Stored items

○ ○ ○ ○ ○

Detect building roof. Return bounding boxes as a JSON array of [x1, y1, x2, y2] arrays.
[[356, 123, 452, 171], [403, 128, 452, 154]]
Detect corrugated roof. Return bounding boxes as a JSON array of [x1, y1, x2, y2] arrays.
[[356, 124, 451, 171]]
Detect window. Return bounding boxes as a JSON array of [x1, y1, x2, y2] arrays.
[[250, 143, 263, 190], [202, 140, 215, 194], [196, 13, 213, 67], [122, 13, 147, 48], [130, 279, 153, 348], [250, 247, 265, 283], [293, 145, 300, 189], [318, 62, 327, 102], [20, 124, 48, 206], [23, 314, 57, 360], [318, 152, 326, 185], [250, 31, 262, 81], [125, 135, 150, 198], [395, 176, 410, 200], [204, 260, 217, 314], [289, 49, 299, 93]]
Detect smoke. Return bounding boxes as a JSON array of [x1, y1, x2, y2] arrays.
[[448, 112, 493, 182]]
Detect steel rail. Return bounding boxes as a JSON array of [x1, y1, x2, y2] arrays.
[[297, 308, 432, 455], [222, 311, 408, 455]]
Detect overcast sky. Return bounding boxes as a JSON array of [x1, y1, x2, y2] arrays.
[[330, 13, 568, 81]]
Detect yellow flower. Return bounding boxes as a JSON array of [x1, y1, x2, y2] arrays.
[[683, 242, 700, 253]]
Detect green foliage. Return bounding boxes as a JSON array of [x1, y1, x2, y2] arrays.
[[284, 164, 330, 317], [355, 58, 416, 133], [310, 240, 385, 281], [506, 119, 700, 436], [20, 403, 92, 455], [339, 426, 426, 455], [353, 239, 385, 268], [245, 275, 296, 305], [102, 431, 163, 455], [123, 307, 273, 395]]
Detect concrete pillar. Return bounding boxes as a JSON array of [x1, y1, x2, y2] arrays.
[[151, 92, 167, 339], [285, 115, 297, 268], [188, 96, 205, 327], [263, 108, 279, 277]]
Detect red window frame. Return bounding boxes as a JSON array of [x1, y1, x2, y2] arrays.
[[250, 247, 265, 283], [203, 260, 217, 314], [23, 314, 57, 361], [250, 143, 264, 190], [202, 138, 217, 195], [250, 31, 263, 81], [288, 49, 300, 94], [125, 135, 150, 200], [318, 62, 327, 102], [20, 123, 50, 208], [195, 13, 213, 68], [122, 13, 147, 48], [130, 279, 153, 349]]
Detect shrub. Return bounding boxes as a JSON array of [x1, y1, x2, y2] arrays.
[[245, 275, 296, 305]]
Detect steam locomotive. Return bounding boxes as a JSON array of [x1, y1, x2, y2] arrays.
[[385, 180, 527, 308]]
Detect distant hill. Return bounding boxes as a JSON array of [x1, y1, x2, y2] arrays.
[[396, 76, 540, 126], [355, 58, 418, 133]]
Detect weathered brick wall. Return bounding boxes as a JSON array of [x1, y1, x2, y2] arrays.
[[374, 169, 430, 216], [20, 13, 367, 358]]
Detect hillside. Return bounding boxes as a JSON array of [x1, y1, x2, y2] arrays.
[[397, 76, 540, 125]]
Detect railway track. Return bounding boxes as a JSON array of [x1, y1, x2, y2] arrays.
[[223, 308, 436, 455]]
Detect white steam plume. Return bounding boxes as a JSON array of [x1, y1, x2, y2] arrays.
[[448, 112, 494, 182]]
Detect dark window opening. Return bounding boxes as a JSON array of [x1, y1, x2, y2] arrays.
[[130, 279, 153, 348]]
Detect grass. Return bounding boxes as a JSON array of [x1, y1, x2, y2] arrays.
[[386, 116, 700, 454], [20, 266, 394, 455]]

○ ○ ○ ○ ○

Problem description ▸ Revise the records above so that each "Detect" reads "Locate", with everything else left unchanged.

Written response ▸
Locate building roof. Return bounding boxes as a JSON array of [x1, y1, x2, y2] arrays.
[[356, 123, 452, 171], [403, 128, 452, 154]]
Locate corrugated roof. Return bounding boxes as a JSON array of [x1, y1, x2, y2] arrays.
[[356, 124, 451, 171]]
Locate window. Return bounding boxes as a JSON array of [x1, y1, x2, y2] arrays.
[[250, 143, 263, 190], [202, 140, 215, 194], [196, 13, 213, 67], [122, 13, 147, 48], [130, 279, 153, 348], [250, 247, 265, 283], [293, 145, 300, 189], [318, 62, 327, 102], [20, 124, 48, 206], [23, 314, 57, 360], [318, 152, 326, 185], [250, 31, 262, 81], [125, 135, 150, 198], [395, 176, 410, 200], [204, 260, 217, 314], [289, 49, 299, 93]]
Locate smoke. Return bounding boxes as a JSON array of [x1, y1, x2, y2] arrays.
[[448, 112, 493, 182]]
Locate steel rail. Return bounding boxes as a JSON array of [x1, y1, x2, y2] arrays.
[[297, 308, 432, 455], [222, 311, 408, 455]]
Locate overcast sky. Return bounding boxes as a JSON array of [x1, y1, x2, y2] arrays.
[[330, 13, 568, 81]]
Locate yellow flower. Return bounding boxes as a JSON array of [x1, y1, x2, y2] arrays.
[[683, 242, 700, 253]]
Locate green foliage. Return bounding boxes as a JSON array of [x1, y1, x2, y2] arrays.
[[284, 164, 330, 317], [355, 58, 416, 133], [310, 240, 385, 281], [506, 119, 700, 436], [20, 403, 92, 455], [339, 426, 426, 455], [353, 239, 385, 268], [245, 275, 296, 305], [102, 431, 163, 455], [123, 307, 273, 395]]
Locate concrete pillar. Return bounding boxes as a JSON array of [x1, y1, x2, y2] arrays.
[[151, 92, 167, 339], [285, 115, 297, 268], [188, 96, 205, 327], [263, 108, 279, 277]]
Locate red window frame. Return bounding boxes as a JSON array of [x1, y1, x2, y2] arrays.
[[250, 247, 265, 283], [203, 260, 217, 314], [23, 314, 57, 361], [250, 143, 264, 190], [202, 138, 217, 195], [250, 31, 263, 81], [288, 49, 300, 94], [125, 135, 150, 200], [318, 62, 327, 102], [20, 123, 50, 208], [195, 13, 213, 68], [122, 13, 147, 48], [130, 279, 153, 349]]
Locate shrub. Return bounding boxes as a JSON array of [x1, y1, x2, y2] arrays.
[[245, 275, 296, 305]]
Locate steam locomotive. Return bounding boxes as a JSON array of [x1, y1, x2, y2] arrays.
[[385, 180, 527, 308]]
Locate distant hill. Return bounding boxes as a JSON array of [x1, y1, x2, y2] arrays.
[[396, 76, 540, 126], [355, 58, 418, 133]]
Locate weathered brick wall. Return bounding boxes as a JSON array of [x1, y1, x2, y2] arrays.
[[374, 169, 430, 216], [20, 13, 367, 358]]
Locate hillside. Return bounding boxes as a JSON array of [x1, y1, x2, y2] arrays.
[[397, 76, 540, 125]]
Locate railway track. Return bounding boxes as a JSON array of [x1, y1, x2, y2] arrays.
[[223, 308, 436, 455]]
Locate white steam plume. Return bounding boxes as a JSON array of [x1, y1, x2, y2] arrays.
[[448, 112, 494, 182]]
Locate dark window opening. Return bounding boxes as a JSON array of [x1, y1, x2, y2] arrays.
[[130, 279, 153, 348]]
Locate grass. Return bounding boxes as a JSON array of [x1, y1, x2, y2] arrays.
[[386, 116, 700, 454], [20, 266, 394, 455]]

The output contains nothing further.